### TASK ITEM
Please transcribe exactly, and only, the lines of the data below between the line holding "x=375, y=272" and the line holding "task | put a marker on each instance of the crispy", inclusive.
ENTRIES PROVIDED START
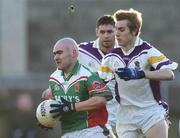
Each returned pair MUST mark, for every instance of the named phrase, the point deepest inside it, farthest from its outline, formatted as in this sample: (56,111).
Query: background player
(140,113)
(91,54)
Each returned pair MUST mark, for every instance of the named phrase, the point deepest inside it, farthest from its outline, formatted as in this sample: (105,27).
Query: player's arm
(91,103)
(47,94)
(162,74)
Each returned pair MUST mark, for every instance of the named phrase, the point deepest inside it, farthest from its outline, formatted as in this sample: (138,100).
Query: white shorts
(138,120)
(112,107)
(93,132)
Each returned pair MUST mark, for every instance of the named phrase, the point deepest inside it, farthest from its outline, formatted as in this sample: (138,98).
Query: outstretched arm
(162,74)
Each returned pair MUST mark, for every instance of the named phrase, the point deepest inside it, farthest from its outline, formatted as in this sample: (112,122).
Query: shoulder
(85,45)
(56,73)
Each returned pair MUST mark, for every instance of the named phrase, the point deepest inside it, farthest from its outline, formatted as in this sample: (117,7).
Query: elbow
(100,101)
(170,75)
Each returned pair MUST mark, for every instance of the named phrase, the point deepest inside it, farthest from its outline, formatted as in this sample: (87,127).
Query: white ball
(44,116)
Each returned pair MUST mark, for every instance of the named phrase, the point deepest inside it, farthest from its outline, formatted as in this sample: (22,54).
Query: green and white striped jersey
(79,86)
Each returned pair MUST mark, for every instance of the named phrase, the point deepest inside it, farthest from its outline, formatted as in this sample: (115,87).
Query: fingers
(63,100)
(47,94)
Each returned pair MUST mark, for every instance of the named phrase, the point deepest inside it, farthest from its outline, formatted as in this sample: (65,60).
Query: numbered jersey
(142,56)
(80,86)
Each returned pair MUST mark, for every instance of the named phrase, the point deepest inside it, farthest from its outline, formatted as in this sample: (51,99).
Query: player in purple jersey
(130,64)
(82,95)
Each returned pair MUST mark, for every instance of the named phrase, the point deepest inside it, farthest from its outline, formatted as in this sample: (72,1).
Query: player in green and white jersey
(81,93)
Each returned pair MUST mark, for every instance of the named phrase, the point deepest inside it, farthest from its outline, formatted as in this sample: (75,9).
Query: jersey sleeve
(97,87)
(159,61)
(105,70)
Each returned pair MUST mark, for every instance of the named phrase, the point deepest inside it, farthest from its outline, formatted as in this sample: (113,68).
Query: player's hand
(61,108)
(47,94)
(44,127)
(164,105)
(130,73)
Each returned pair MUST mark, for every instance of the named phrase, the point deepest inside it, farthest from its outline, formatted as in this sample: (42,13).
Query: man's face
(106,34)
(123,34)
(62,57)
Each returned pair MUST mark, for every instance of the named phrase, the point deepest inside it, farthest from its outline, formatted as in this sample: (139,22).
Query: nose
(117,34)
(55,57)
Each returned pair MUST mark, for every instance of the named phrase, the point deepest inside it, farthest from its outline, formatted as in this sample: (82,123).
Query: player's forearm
(162,74)
(92,103)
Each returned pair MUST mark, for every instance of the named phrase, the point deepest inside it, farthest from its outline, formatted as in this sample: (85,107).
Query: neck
(129,46)
(68,70)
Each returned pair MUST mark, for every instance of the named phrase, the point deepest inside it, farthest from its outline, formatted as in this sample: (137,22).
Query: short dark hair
(105,20)
(134,18)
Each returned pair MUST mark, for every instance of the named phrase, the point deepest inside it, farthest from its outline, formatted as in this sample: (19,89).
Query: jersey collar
(96,44)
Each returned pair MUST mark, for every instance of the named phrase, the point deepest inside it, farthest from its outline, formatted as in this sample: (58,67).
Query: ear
(135,32)
(74,53)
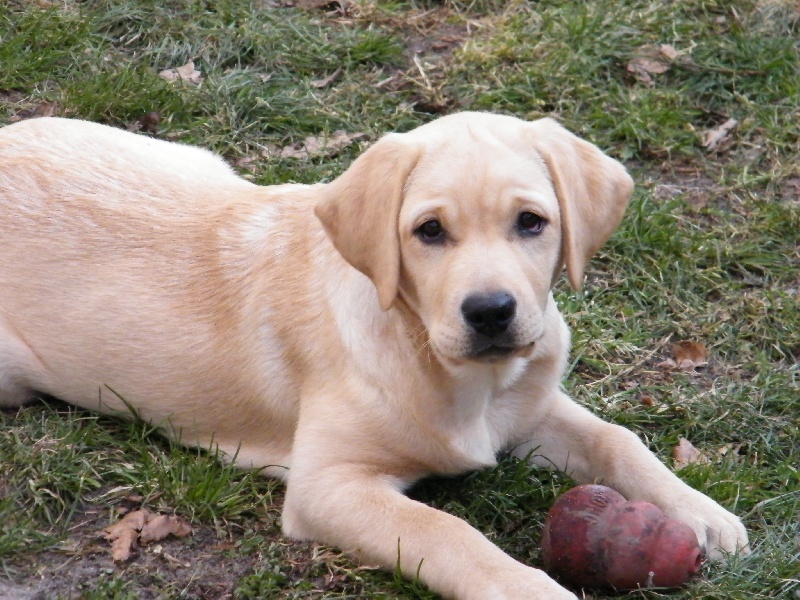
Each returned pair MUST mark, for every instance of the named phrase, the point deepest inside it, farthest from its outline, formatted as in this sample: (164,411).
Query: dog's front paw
(719,532)
(532,584)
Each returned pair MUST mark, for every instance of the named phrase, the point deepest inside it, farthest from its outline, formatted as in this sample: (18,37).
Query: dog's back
(116,271)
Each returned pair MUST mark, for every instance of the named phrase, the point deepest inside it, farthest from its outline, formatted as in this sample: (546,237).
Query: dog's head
(470,219)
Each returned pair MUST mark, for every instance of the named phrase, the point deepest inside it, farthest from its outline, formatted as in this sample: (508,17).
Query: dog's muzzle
(490,317)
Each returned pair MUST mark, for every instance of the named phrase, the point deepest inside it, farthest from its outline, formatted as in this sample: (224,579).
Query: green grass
(709,251)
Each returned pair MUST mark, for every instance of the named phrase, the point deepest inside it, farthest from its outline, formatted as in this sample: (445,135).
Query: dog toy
(594,538)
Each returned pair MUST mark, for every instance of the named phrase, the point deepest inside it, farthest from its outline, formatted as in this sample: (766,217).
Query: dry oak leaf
(185,73)
(686,454)
(144,526)
(123,534)
(159,527)
(651,59)
(687,356)
(714,137)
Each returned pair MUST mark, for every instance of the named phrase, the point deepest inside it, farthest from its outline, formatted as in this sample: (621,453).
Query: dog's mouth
(498,352)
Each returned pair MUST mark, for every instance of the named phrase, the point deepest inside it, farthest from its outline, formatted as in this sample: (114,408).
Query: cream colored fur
(310,330)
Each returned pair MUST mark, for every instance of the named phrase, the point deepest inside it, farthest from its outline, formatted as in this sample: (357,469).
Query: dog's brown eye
(431,231)
(530,223)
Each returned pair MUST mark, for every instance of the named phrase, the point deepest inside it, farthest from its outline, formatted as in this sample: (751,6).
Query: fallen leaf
(320,145)
(159,527)
(714,137)
(185,73)
(685,454)
(123,534)
(687,356)
(651,59)
(326,81)
(144,526)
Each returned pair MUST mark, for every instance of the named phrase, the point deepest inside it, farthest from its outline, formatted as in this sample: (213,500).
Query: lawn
(699,98)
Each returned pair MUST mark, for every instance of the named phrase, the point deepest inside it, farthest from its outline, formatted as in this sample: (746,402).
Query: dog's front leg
(591,450)
(363,512)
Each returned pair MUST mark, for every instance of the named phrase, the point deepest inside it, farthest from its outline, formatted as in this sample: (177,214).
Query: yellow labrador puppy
(349,337)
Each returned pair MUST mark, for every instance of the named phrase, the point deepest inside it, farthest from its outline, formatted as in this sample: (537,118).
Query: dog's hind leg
(19,368)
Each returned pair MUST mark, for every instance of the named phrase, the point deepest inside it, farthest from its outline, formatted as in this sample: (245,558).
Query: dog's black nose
(489,314)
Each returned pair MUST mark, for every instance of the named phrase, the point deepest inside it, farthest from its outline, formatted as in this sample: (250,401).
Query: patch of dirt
(209,564)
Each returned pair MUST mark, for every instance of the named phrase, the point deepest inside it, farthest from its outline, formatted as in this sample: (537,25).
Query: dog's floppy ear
(593,190)
(360,211)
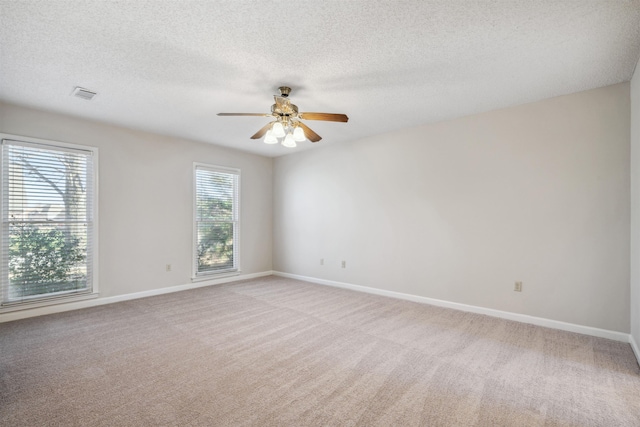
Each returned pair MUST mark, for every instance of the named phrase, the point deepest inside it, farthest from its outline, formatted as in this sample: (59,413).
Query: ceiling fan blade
(262,131)
(311,135)
(245,114)
(329,117)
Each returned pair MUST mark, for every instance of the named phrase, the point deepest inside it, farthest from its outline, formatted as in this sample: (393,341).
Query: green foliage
(43,259)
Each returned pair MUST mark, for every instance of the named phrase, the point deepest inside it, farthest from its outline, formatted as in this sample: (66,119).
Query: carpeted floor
(280,352)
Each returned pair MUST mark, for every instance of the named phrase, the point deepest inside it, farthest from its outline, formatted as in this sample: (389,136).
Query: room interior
(488,143)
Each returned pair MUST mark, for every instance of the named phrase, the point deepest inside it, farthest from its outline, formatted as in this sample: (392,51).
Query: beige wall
(460,210)
(145,198)
(635,209)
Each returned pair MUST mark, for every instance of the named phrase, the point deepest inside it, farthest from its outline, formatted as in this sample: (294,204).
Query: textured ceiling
(170,66)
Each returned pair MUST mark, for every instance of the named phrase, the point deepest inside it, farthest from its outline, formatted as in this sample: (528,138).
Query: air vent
(82,93)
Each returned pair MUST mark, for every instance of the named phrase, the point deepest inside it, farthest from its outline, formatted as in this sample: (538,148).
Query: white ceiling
(169,66)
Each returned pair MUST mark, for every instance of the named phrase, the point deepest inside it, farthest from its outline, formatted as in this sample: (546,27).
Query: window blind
(47,221)
(216,220)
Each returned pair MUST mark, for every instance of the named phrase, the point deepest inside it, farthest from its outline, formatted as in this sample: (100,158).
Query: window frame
(208,275)
(92,262)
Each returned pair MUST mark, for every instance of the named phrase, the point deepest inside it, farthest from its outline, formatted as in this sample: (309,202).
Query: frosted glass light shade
(289,142)
(270,138)
(278,130)
(298,134)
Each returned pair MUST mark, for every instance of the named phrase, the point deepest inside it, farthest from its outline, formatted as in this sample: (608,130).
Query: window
(216,227)
(47,206)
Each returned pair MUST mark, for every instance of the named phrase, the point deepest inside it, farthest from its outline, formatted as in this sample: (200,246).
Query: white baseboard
(68,306)
(634,346)
(523,318)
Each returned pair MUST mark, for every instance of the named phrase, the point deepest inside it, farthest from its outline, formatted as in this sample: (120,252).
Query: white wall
(635,210)
(460,210)
(145,198)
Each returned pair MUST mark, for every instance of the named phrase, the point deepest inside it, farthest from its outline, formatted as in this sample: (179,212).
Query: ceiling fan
(287,124)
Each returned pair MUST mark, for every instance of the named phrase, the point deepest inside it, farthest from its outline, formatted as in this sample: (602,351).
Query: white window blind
(216,220)
(47,221)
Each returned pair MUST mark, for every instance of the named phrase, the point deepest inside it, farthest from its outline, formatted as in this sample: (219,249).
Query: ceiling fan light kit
(287,129)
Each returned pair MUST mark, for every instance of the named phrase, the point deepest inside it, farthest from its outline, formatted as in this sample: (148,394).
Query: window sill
(17,306)
(215,276)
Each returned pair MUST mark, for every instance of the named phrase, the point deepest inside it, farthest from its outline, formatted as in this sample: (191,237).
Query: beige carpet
(280,352)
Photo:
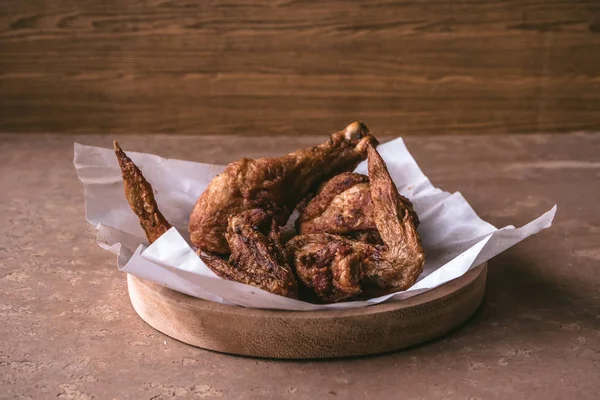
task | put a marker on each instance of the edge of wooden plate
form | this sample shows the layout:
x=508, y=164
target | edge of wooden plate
x=309, y=334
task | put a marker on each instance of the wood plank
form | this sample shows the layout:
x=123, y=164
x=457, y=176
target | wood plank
x=299, y=67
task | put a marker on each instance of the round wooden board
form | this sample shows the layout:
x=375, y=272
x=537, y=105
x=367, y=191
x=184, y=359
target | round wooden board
x=309, y=334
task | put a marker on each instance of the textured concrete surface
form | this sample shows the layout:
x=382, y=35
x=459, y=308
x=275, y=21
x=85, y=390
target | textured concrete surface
x=68, y=331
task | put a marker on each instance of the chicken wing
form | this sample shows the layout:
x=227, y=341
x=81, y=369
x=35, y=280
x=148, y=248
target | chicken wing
x=330, y=266
x=257, y=255
x=275, y=185
x=393, y=266
x=140, y=196
x=343, y=206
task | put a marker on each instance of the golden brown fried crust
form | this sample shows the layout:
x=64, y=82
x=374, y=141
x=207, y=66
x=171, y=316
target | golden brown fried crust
x=275, y=185
x=140, y=196
x=343, y=206
x=321, y=259
x=330, y=266
x=403, y=257
x=257, y=255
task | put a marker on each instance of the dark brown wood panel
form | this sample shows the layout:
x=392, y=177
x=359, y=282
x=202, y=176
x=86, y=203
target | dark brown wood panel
x=299, y=67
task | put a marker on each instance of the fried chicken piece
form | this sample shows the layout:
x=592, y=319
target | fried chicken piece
x=257, y=255
x=275, y=185
x=393, y=266
x=140, y=196
x=399, y=263
x=328, y=265
x=343, y=206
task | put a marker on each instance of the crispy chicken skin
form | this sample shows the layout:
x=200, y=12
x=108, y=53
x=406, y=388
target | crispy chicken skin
x=275, y=185
x=257, y=255
x=343, y=206
x=330, y=266
x=393, y=266
x=140, y=196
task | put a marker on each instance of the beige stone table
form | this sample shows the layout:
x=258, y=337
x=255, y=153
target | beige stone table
x=68, y=331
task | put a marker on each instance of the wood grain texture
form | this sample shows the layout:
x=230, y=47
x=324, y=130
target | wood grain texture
x=299, y=67
x=309, y=334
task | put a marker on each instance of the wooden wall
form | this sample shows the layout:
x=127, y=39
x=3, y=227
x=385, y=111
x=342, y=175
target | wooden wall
x=294, y=67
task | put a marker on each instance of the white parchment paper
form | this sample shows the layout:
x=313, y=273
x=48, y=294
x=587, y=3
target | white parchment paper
x=455, y=239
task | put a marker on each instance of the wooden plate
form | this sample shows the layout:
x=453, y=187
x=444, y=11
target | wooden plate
x=309, y=334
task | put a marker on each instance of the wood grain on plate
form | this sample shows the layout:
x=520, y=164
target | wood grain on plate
x=309, y=334
x=299, y=67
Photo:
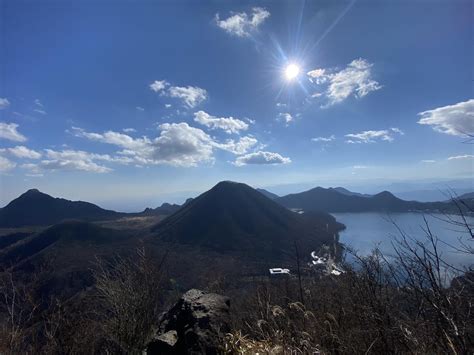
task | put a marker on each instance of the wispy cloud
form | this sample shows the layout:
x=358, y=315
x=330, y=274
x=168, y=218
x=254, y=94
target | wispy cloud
x=285, y=117
x=354, y=80
x=10, y=131
x=191, y=96
x=178, y=144
x=228, y=124
x=243, y=24
x=373, y=136
x=324, y=139
x=460, y=157
x=42, y=112
x=4, y=103
x=456, y=120
x=6, y=164
x=261, y=158
x=21, y=152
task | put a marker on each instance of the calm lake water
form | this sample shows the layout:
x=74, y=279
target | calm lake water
x=366, y=230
ENTRIES PROVIDED END
### RESULT OF THIS EXERCISE
x=375, y=272
x=537, y=105
x=367, y=191
x=184, y=359
target | round wooden board
x=309, y=334
task | put a marker on each instance of the textured concrete surface
form | this sample shows the layout:
x=382, y=35
x=459, y=308
x=275, y=21
x=85, y=390
target | textured concrete surface
x=68, y=331
task | put a marker on each instance of the chicken wing
form | this sample shows the layout:
x=227, y=341
x=81, y=369
x=35, y=280
x=148, y=248
target | chicken wing
x=330, y=266
x=257, y=255
x=275, y=185
x=393, y=266
x=140, y=196
x=343, y=206
task | put a marker on each instance of the golden brown fried crust
form | this sample shows the layout:
x=64, y=82
x=374, y=141
x=207, y=66
x=171, y=316
target | golden brown fried crust
x=275, y=185
x=140, y=196
x=343, y=206
x=321, y=259
x=330, y=266
x=403, y=257
x=257, y=255
task | put a marker on each instance of the dark brown wood panel
form | this sample shows the layout:
x=392, y=177
x=359, y=282
x=202, y=176
x=86, y=203
target | dark brown wood panel
x=299, y=67
task | put a marker on each instance of the fried chicken piece
form | this sample shows the layout:
x=592, y=319
target | fried chicken piece
x=257, y=255
x=275, y=185
x=393, y=266
x=140, y=196
x=399, y=263
x=328, y=265
x=343, y=206
task | put a marker on each instance of the crispy chicken skin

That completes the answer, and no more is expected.